Gather every line from the items below that contains the string "label".
Start of INFORMATION PROVIDED
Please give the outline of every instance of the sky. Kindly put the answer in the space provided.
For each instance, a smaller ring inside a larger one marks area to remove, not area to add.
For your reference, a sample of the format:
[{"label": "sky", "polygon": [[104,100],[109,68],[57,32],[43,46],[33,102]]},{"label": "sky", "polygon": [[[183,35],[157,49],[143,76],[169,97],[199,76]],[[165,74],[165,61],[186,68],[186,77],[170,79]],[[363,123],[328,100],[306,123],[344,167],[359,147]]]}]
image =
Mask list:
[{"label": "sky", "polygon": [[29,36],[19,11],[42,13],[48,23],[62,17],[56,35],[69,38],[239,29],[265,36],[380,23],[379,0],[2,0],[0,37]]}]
End of INFORMATION PROVIDED
EXERCISE OUTPUT:
[{"label": "sky", "polygon": [[104,100],[109,68],[57,32],[43,46],[33,102]]},{"label": "sky", "polygon": [[[183,35],[157,49],[143,76],[169,97],[199,76]],[[165,74],[165,61],[186,68],[186,77],[170,79]],[[363,123],[328,100],[306,123],[344,167],[359,147]]]}]
[{"label": "sky", "polygon": [[29,36],[19,11],[42,13],[48,23],[62,17],[56,35],[69,38],[239,29],[265,36],[380,23],[379,0],[2,0],[0,37]]}]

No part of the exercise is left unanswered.